● **Texto-fonte**

Depois de trabalhar alguns anos com a contação de histórias, abandonei as histórias e passei para a poesia. Transição ocorrida meio por acaso. Por demanda da escola, o projeto passou por uma mudança de público-alvo: migrei do 4º ano para o 3º. Como no 3º ano as crianças ainda não dominavam a leitura, o projeto não se encaixava tão bem. No primeiro encontro, testei a leitura de um poema de Fernando Pessoa. Foi uma enorme surpresa para mim perceber o resultado daquela experimentação. Desde a atenção ao texto à curiosidade revelada, passando pela qualidade da participação das crianças, meu espanto estava caracterizado. Ali mesmo ficou decidido pela equipe que as histórias seriam substituídas pela poesia. E de lá para cá se passaram mais de meia dúzia de anos.

● **Para fazer**
Transcreva na íntegra o texto acima sobre a troca da contação de histórias pela poesia, sem mudar nenhuma palavra nem sinal de pontuação.

● **Dados fornecidos**
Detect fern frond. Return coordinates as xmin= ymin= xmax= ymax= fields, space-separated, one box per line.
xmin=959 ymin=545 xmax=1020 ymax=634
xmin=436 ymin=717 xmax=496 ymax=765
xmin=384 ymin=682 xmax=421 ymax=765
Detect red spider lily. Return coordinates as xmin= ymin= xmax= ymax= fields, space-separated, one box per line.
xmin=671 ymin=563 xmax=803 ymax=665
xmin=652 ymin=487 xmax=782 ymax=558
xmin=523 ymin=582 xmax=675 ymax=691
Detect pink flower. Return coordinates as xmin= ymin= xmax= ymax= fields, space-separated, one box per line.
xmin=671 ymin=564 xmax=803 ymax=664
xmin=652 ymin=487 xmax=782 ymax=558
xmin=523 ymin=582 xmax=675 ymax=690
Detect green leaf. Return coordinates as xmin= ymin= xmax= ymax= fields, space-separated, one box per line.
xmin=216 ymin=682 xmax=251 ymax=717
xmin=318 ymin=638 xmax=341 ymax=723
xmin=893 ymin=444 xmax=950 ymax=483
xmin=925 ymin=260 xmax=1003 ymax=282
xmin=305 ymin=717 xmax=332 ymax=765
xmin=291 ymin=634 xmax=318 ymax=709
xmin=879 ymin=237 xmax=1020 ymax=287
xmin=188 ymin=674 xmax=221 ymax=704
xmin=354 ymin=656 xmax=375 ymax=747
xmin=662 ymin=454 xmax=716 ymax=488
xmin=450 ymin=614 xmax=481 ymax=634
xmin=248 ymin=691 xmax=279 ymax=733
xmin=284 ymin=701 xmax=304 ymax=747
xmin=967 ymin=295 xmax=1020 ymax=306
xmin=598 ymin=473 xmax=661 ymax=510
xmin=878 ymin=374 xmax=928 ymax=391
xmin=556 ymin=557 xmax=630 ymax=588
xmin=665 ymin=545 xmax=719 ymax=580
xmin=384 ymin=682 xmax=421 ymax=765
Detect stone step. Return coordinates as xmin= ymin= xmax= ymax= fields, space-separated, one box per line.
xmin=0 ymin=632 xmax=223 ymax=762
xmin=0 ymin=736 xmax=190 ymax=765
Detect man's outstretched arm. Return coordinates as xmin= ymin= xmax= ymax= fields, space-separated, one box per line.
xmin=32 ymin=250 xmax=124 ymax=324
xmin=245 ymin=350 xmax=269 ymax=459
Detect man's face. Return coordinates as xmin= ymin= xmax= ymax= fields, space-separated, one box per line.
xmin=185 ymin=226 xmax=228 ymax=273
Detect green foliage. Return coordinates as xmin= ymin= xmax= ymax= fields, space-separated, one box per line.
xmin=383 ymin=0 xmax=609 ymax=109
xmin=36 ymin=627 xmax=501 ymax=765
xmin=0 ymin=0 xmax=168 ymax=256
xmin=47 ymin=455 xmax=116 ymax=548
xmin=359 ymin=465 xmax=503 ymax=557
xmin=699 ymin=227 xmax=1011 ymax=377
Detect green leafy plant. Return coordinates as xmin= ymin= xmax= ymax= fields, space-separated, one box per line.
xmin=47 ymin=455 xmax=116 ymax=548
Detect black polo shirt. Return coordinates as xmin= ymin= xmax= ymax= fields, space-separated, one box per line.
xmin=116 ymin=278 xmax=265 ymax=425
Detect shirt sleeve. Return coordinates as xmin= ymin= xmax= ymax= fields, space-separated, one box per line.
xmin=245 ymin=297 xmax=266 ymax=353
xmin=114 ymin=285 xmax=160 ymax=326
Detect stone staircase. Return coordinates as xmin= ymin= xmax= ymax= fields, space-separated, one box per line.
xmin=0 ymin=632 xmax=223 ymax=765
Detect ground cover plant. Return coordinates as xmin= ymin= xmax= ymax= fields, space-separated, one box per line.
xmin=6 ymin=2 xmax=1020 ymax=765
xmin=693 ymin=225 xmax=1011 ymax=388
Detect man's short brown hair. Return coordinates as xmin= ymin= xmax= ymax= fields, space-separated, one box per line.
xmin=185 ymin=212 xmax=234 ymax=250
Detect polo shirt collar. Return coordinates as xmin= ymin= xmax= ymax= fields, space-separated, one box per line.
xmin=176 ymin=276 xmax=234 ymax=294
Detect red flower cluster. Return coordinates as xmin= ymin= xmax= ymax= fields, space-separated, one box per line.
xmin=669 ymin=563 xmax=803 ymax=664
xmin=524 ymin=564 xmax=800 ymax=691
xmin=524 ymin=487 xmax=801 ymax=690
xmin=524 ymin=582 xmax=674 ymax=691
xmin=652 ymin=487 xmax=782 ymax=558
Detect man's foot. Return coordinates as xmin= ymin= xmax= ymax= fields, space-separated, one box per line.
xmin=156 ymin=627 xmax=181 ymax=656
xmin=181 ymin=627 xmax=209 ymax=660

● **Resolução**
Depois de trabalhar alguns anos com a contação de histórias, abandonei as histórias e passei para a poesia. Transição ocorrida meio por acaso. Por demanda da escola, o projeto passou por uma mudança de público-alvo: migrei do 4º ano para o 3º. Como no 3º ano as crianças ainda não dominavam a leitura, o projeto não se encaixava tão bem. No primeiro encontro, testei a leitura de um poema de Fernando Pessoa. Foi uma enorme surpresa para mim perceber o resultado daquela experimentação. Desde a atenção ao texto à curiosidade revelada, passando pela qualidade da participação das crianças, meu espanto estava caracterizado. Ali mesmo ficou decidido pela equipe que as histórias seriam substituídas pela poesia. E de lá para cá se passaram mais de meia dúzia de anos.